▶ [Information shown]
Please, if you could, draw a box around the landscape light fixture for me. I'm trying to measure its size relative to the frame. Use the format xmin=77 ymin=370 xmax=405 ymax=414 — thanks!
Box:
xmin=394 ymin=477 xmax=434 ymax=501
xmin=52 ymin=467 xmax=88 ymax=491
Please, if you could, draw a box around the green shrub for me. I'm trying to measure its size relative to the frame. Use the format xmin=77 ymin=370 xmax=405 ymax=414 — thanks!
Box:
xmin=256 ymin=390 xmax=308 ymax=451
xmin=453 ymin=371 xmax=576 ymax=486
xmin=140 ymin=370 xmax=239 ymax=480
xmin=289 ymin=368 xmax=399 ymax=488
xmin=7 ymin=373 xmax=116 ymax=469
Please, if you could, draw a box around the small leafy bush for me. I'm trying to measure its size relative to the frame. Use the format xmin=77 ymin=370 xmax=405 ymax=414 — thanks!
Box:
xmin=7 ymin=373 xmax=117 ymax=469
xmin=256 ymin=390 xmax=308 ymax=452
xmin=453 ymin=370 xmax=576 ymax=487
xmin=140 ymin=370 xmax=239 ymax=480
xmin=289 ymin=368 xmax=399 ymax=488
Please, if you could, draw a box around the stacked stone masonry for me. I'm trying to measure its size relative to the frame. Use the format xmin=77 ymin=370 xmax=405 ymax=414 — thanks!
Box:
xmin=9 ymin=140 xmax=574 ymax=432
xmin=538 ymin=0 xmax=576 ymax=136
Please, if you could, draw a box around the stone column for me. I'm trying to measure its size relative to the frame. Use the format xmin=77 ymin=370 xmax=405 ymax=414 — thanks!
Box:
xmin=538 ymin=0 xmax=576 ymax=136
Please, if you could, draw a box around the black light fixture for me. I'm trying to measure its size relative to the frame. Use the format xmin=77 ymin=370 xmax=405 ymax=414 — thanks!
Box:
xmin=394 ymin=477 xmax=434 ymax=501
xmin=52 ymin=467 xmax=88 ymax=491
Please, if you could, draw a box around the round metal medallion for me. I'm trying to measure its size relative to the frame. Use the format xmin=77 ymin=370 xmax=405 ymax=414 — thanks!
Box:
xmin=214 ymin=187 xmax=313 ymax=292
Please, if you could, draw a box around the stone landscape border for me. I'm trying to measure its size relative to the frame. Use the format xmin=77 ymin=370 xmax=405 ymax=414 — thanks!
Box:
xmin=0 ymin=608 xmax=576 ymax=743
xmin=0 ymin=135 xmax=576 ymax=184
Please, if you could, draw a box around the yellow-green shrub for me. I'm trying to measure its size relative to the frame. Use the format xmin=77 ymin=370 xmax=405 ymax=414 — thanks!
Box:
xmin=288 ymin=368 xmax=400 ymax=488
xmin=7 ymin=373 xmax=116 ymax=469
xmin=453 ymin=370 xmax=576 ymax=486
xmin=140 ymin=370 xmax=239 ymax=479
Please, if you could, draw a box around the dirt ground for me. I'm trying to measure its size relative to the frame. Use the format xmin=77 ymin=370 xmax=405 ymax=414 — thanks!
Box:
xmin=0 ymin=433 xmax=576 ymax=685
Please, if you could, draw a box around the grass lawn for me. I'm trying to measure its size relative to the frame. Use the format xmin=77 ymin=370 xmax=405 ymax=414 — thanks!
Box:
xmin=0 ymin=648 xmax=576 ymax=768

▶ [Your goal] Copy each of the records above word for word, from the first to the last.

▶ [Complete answer]
Please, if you could, draw a box around the landscape light fixture for me. I'm trying to measure its size relative to the frame. Use the format xmin=77 ymin=370 xmax=405 ymax=414 — thanks!
Box:
xmin=394 ymin=477 xmax=434 ymax=501
xmin=52 ymin=467 xmax=88 ymax=491
Please, if you could, draw a box around the green shrub for me. I'm trying to measure its size relative to the frame. Use the format xmin=77 ymin=370 xmax=405 ymax=414 — thanks!
Box:
xmin=256 ymin=390 xmax=308 ymax=451
xmin=453 ymin=371 xmax=576 ymax=486
xmin=140 ymin=370 xmax=239 ymax=480
xmin=289 ymin=368 xmax=399 ymax=488
xmin=7 ymin=373 xmax=116 ymax=469
Please, if you could, draw a box around the small leafy bush for me. I'm trying to measure its size relative to the frame. Use the format xmin=77 ymin=370 xmax=405 ymax=414 — thanks!
Box:
xmin=7 ymin=373 xmax=117 ymax=469
xmin=256 ymin=390 xmax=308 ymax=452
xmin=453 ymin=370 xmax=576 ymax=487
xmin=140 ymin=370 xmax=239 ymax=480
xmin=289 ymin=368 xmax=399 ymax=488
Please, if you could, draw a box around the stacked stone masonry for me. I'm trying to measure its size relative to the frame. Use the format xmin=77 ymin=370 xmax=405 ymax=414 — thanks!
Box:
xmin=9 ymin=140 xmax=574 ymax=432
xmin=538 ymin=0 xmax=576 ymax=136
Please, if you could, draw a box around the stone column for me. I'm trying to measure its size relative to the frame. Use the format xmin=77 ymin=370 xmax=405 ymax=414 — thanks!
Box:
xmin=538 ymin=0 xmax=576 ymax=136
Please, if you could, draw a box around the black light fixture for me. I'm trying to measure its size relative to the frame. Use the format xmin=77 ymin=370 xmax=405 ymax=414 — thanks!
Box:
xmin=394 ymin=477 xmax=434 ymax=501
xmin=52 ymin=467 xmax=88 ymax=491
Please, if you could, draw a box around the round metal medallion for me. I'm trying to measure its size relative to the frame. Use the format xmin=77 ymin=370 xmax=405 ymax=414 — thanks!
Box:
xmin=214 ymin=187 xmax=313 ymax=292
Please, if you could, draw a box around the stone landscape border for me. I'm trying to measure its size relative to the frame. Use the format xmin=77 ymin=370 xmax=405 ymax=414 — thanks!
Box:
xmin=0 ymin=608 xmax=576 ymax=743
xmin=0 ymin=135 xmax=576 ymax=184
Please, if you could, draw a box around the yellow-green shrub for me. I'm trying to measure its size relative to the frame. Use the format xmin=77 ymin=370 xmax=405 ymax=414 — thanks!
Box:
xmin=288 ymin=368 xmax=400 ymax=488
xmin=7 ymin=373 xmax=116 ymax=469
xmin=453 ymin=370 xmax=576 ymax=486
xmin=140 ymin=370 xmax=239 ymax=479
Please, if you could, draw a box around the dirt ground for me. I'm trying to measure its size relative to the frame. Use the format xmin=77 ymin=370 xmax=405 ymax=414 — thanks!
Box:
xmin=0 ymin=433 xmax=576 ymax=685
Please, if you could, draw a box around the grass lawn for me. I'm trying to measure its size relative to the frame. Use the format xmin=77 ymin=370 xmax=405 ymax=414 — thanks!
Box:
xmin=0 ymin=648 xmax=576 ymax=768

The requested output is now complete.